## READING TEXT

★ ★ ★ ★

# What was your funniest call, heres mine !



## reeltimesc (Dec 5, 2004)

I once went on a PI, extricated my patient, stabilized him on a board with C-collar and CID. Transported him to the ER only to realize upon arrival at the ER that I was still wearing my bedroom slippers. Can anyone top that ?


----------



## MMiz (Dec 5, 2004)

> _Originally posted by reeltimesc_@Dec 5 2004, 07:03 PM
> *  I once went on a PI, extricated my patient, stabilized him on a board with C-collar and CID. Transported him to the ER only to realize upon arrival at the ER that I was still wearing my bedroom slippers. Can anyone top that ? *


 LOLOL.  That's a good one.

I've put a peds NC on a grown man before, and despite everyone in the ambulance giving me weird looks, no one said a word.  I was thinking to myself "Wow, these ALS rigs got that fancy NCs with the elastic in back."

I laughed about that one for a while, but nothing like yours.


----------



## ffemt8978 (Dec 6, 2004)

Paged out to assist PD with a possible OD.  While in route, we heard the officer get on his radio and start screaming for help.  By this time, we were only a block away so we continued to assist.  Upon arrival, PD was fighting with female pt and her dog.  We assist PD in getting the pt restrained, and when she refuses medical treatment PD goes to handcuff her and the fight is on again.  We finally get her hog-tied, and as we're carrying her to the PD cruiser, her dog comes up and bites her between the legs.  

It didn't break the skin but it did startle her enough to let us put her in the cruiser without further incident.  Needless to say, we had a hard time keeping a straight face on scene.

Since I was also the city Animal Control Officer at the time, it fell upon me to capture the dog for safekeeping.  I ended up opening the door to my Chief's vehicle and the dog jumped right in, making capture easy.


----------



## cbdemt (Dec 7, 2004)

We were called to a single car rollover in a cornfield, 6 pts, 1 DOA. (Graduation party gone bad).    We are a volunteer squad.  My friend rolls up on scene in her POV.  We are all running through this cornfield behind 3 ambulances and god knows how many police cars.  I look over and my friend is wearing a long john shirt boots and boxer shorts.  When we got to the crash, our cpt told us to search the surrounding area and a nearby pond because only 2 of the pts (including the doa) bothered to stay on scene.  We're over by the pond and my friend decides it would be a good time to put on some pants.  As she is doing so, an officer walks up and tells her to put her hands on her head.  After a quick explanation and some laughs we all went on about our business... she still hasn't lived that one down.


----------



## rescuecpt (Dec 7, 2004)

★ ★ ★ ★

[Recorded data]
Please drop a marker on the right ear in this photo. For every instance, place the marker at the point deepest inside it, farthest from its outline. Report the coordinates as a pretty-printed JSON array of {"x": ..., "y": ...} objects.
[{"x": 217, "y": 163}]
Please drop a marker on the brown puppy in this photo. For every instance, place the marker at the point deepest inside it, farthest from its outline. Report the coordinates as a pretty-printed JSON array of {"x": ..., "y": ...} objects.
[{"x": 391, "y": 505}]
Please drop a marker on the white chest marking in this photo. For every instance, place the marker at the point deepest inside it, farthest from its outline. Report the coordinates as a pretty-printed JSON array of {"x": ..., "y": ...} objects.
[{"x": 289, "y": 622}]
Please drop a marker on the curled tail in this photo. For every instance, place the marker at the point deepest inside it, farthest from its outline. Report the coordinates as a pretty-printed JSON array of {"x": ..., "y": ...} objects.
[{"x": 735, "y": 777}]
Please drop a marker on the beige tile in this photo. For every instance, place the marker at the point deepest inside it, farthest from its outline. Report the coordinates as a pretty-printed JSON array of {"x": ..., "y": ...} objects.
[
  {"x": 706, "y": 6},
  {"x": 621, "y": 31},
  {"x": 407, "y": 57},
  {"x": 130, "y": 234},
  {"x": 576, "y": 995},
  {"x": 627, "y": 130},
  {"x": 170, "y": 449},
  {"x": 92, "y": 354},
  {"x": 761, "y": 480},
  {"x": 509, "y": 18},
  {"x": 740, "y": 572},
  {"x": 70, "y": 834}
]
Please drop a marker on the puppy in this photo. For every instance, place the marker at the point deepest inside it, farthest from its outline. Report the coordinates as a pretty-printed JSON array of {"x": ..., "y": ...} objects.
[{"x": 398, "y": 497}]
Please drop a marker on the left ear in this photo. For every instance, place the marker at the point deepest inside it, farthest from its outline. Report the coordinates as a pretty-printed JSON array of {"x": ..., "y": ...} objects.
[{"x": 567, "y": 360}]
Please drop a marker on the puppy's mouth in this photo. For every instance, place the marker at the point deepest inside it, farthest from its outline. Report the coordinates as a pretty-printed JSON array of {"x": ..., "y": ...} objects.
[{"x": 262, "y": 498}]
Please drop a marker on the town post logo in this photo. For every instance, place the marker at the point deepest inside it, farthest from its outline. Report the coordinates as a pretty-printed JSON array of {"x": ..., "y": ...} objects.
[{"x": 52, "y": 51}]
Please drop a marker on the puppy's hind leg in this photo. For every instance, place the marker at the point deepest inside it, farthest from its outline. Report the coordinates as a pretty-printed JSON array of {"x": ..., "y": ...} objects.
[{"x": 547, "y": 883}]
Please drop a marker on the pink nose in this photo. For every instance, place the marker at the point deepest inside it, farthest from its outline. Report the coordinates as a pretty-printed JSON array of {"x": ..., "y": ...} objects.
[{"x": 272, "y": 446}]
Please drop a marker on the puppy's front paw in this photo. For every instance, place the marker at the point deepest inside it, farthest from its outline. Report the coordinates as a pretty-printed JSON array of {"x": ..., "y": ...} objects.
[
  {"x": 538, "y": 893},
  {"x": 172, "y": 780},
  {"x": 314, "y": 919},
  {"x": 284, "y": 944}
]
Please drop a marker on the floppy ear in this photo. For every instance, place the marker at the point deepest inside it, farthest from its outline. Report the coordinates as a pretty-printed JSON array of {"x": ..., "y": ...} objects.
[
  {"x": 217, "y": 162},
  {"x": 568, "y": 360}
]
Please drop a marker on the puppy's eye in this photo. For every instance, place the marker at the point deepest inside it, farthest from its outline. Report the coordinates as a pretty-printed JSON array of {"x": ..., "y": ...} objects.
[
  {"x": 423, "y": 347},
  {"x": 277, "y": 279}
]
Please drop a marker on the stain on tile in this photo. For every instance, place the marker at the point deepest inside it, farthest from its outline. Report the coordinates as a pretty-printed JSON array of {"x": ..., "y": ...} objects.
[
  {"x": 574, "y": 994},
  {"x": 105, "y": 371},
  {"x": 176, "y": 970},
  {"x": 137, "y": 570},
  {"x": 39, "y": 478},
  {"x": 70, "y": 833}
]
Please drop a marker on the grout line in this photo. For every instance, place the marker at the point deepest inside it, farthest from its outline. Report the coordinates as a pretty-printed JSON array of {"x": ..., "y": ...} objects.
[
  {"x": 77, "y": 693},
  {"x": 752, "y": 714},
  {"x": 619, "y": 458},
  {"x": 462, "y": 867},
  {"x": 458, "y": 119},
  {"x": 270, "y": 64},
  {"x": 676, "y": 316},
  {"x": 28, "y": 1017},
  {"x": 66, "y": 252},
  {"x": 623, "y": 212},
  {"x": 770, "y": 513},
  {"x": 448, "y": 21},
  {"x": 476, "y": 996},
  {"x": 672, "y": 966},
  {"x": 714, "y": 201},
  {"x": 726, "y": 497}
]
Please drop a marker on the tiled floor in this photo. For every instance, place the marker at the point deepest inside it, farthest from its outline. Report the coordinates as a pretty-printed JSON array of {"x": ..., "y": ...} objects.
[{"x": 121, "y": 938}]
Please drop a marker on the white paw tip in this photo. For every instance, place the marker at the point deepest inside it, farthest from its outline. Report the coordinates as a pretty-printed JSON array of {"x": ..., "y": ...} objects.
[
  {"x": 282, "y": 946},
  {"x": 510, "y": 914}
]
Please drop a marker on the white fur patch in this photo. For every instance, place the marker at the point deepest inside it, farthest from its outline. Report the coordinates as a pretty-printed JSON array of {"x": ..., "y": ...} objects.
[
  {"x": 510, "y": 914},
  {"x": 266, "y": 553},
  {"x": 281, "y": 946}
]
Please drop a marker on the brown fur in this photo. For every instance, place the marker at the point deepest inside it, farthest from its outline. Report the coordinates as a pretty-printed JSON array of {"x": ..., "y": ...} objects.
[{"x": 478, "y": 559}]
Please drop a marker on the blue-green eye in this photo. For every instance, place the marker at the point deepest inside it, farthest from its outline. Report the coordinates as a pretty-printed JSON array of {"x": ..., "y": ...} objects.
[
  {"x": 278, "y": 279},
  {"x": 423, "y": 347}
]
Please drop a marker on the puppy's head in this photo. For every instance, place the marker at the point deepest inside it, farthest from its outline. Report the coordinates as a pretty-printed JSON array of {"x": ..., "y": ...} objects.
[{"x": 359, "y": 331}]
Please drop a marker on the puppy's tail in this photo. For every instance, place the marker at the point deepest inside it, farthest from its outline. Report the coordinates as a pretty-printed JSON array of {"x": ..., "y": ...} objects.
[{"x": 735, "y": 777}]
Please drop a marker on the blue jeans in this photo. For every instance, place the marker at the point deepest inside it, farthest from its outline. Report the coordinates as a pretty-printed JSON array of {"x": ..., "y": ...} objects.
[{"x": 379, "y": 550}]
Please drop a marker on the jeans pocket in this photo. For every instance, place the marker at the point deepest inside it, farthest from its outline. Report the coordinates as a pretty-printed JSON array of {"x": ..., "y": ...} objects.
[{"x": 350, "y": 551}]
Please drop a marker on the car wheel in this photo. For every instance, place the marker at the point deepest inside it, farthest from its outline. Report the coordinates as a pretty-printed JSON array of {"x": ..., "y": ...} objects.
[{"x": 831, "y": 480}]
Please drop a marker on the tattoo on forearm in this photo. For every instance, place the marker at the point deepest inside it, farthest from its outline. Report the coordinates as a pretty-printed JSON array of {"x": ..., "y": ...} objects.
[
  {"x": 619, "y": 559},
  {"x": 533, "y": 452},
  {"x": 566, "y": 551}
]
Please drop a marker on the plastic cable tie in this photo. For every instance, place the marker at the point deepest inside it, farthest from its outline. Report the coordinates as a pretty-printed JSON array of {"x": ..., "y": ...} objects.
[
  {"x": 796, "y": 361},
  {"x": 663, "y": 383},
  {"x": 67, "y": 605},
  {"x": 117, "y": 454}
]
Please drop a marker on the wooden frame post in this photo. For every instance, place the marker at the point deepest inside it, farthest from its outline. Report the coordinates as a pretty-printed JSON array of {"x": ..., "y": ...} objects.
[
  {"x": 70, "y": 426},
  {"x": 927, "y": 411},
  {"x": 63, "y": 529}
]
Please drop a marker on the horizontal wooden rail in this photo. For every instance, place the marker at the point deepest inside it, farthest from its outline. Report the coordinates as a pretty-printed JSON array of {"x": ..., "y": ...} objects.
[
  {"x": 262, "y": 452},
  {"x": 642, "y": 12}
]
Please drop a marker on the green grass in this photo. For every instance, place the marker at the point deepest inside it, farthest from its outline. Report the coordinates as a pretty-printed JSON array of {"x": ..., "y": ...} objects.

★ ★ ★ ★

## THINGS TO DO
1 - Translate this sentence from the forum thread on funny emergency calls into Spanish: "Needless to say, we had a hard time keeping a straight face on scene."
2 - Extract the passage of the forum thread on funny emergency calls starting at "I've put a peds" and ending at "nothing like yours.", copying it word for word.

## EXPECTED RESPONSES
1 - Huelga decir que nos costó mucho mantener la seriedad en la escena.

2 -
I've put a peds NC on a grown man before, and despite everyone in the ambulance giving me weird looks, no one said a word.  I was thinking to myself "Wow, these ALS rigs got that fancy NCs with the elastic in back."

I laughed about that one for a while, but nothing like yours.